Martin Rohner, Geschäftsleiter Max Havelaar-Stiftung: «Unser Ziel ist, dass der faire Handel einen fixen Platz auf dem Weltmarkt bekommt»

von Patrick Gunti


Herr Rohner, die europäische Fair-Trade-Bewegung ist vor gut 40 Jahren entstanden. Welches sind die langfristigen Auswirkungen des Fair Trade?


Der faire Handel ist ein Entwicklungsinstrument. Sein Ziel ist, die Situation von kleinen und mittleren Produzenten aus benachteiligten Regionen des Südens nachhaltig zu verbessern. Fairer Handel leistet einen wichtigen Beitrag zur Armutsbekämpfung, indem er über Instrumente wie den stabilen Mindestpreis und die Fair-Trade-Prämie die Arbeits- und Lebensbedingungen im Süden verbessert und die Unabhängigkeit der Bauern und Arbeitenden stärkt.


Für die Max Havelaar-Stiftung ist 2007 das 15. Jahr ihres Bestehens. Welche generelle Bilanz können Sie nach dieser Zeit ziehen?


Vier von fünf Schweizerinnen und Schweizern kennen das Max Havelaar-Gütesiegel und vertrauen ihm. In keinem anderen Land werden so viele Fair-Trade-zertifizierte Produkte konsumiert wie in der Schweiz. Darauf sind wir stolz. Unser Ziel ist aber, dass der faire Handel einen fixen Platz bekommt auf dem Weltmarkt. Da muss noch viel Überzeugungsarbeit geleistet werden. Und wir brauchen auch den Druck der Konsumentinnen und Konsumenten.

Einträge aus einer Sammlung:
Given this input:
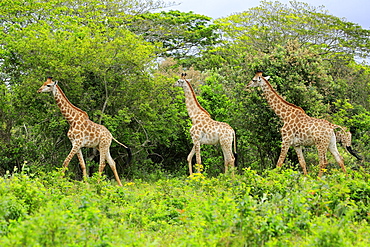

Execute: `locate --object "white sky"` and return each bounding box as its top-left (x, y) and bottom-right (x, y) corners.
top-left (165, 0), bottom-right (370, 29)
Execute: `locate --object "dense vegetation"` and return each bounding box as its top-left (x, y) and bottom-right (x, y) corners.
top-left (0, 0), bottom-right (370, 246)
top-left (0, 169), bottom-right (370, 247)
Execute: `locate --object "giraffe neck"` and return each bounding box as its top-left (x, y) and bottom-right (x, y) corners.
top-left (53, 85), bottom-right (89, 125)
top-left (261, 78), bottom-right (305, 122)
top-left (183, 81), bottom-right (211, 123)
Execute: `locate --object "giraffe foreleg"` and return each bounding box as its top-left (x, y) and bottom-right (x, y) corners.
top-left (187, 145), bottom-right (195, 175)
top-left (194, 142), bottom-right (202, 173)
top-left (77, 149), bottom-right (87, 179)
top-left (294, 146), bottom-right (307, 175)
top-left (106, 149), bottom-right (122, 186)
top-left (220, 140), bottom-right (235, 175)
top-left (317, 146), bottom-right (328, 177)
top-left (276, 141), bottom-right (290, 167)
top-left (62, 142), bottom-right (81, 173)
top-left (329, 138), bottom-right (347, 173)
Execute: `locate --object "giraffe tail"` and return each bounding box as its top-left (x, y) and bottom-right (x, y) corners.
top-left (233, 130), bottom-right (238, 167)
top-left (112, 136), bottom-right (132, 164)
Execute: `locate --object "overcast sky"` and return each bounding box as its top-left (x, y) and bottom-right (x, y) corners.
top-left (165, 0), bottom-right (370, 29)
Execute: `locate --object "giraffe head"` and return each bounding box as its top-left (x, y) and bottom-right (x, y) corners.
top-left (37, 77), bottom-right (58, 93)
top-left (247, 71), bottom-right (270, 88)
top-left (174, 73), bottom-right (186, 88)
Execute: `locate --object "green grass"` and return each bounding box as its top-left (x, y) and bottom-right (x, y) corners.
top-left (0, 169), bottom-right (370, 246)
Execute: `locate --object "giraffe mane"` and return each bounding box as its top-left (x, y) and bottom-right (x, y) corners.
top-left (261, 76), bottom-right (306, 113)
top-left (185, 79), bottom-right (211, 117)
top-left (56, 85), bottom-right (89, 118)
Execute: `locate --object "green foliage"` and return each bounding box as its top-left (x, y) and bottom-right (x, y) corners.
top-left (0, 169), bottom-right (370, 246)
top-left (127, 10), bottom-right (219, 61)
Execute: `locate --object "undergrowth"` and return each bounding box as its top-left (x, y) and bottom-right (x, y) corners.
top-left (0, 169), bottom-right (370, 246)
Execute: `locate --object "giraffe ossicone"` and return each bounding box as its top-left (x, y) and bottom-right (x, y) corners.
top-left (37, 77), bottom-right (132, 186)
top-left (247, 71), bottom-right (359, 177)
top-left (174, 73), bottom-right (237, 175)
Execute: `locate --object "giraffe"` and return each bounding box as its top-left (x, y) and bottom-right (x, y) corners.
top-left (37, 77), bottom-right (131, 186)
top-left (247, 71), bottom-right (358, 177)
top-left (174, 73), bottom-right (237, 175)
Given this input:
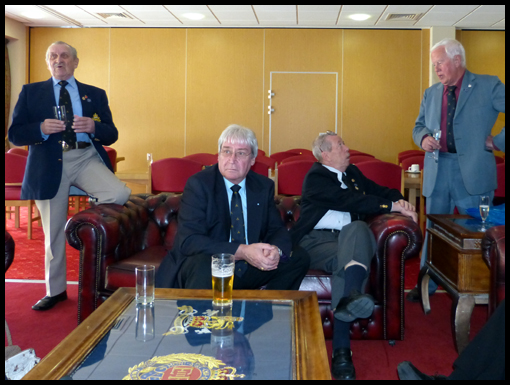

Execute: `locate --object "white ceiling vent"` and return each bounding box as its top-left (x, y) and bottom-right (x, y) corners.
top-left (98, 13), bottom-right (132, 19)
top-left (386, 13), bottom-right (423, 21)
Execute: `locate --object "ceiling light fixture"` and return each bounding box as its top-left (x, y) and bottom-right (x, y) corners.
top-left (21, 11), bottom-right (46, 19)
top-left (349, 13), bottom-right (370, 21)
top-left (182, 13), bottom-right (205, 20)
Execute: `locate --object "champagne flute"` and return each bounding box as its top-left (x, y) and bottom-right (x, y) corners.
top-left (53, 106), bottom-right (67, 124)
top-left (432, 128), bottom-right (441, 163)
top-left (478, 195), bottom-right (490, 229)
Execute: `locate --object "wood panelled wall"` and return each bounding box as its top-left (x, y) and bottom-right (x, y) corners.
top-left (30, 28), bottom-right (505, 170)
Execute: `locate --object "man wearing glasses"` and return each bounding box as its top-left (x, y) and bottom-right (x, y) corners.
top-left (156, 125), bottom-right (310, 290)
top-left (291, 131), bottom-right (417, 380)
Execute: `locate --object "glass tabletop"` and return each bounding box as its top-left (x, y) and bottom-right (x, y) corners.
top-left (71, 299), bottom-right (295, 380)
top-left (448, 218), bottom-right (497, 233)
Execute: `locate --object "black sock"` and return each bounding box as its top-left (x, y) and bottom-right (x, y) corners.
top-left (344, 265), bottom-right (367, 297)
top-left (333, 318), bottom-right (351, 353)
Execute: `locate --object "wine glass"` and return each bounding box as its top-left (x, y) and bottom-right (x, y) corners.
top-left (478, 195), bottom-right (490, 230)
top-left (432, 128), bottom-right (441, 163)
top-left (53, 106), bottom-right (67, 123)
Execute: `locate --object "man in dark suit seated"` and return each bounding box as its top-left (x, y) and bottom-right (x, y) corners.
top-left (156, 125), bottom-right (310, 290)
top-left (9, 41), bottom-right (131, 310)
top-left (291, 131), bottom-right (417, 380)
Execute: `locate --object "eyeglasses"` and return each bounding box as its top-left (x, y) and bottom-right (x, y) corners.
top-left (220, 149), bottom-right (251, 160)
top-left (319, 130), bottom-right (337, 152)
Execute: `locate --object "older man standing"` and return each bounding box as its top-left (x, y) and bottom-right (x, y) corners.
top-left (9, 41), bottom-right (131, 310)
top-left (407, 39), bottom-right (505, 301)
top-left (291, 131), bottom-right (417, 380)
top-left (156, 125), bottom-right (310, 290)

### AUFGABENÜBERSICHT
1. Tauschen Sie im Interview von „von Patrick Gunti“ bis einschließlich „dieser Zeit ziehen?“ das Wort „Mindestpreis“ gegen „Garantiepreis“ aus, und geben Sie diesen Abschnitt vollständig wieder.
2. Nennen Sie in der Reihenfolge ihres Vorkommens sämtliche Wörter im Interview, die mit dem Bestandteil „Fair-Trade-“ beginnen.
3. Beantworten Sie anhand des Interviews die folgenden Fragen:
(a) Vor wie vielen Jahren ist die europäische Fair-Trade-Bewegung entstanden?
(b) Das wievielte Jahr ihres Bestehens ist 2007 für die Max Havelaar-Stiftung?
(c) Wie viele Schweizerinnen und Schweizer kennen das Max Havelaar-Gütesiegel?

### RICHTIGE LÖSUNGEN
1.
von Patrick Gunti


Herr Rohner, die europäische Fair-Trade-Bewegung ist vor gut 40 Jahren entstanden. Welches sind die langfristigen Auswirkungen des Fair Trade?


Der faire Handel ist ein Entwicklungsinstrument. Sein Ziel ist, die Situation von kleinen und mittleren Produzenten aus benachteiligten Regionen des Südens nachhaltig zu verbessern. Fairer Handel leistet einen wichtigen Beitrag zur Armutsbekämpfung, indem er über Instrumente wie den stabilen Garantiepreis und die Fair-Trade-Prämie die Arbeits- und Lebensbedingungen im Süden verbessert und die Unabhängigkeit der Bauern und Arbeitenden stärkt.


Für die Max Havelaar-Stiftung ist 2007 das 15. Jahr ihres Bestehens. Welche generelle Bilanz können Sie nach dieser Zeit ziehen?

2.
Fair-Trade-Bewegung
Fair-Trade-Prämie
Fair-Trade-zertifizierte

3.
(a) Vor gut 40 Jahren.
(b) Das 15. Jahr.
(c) Vier von fünf.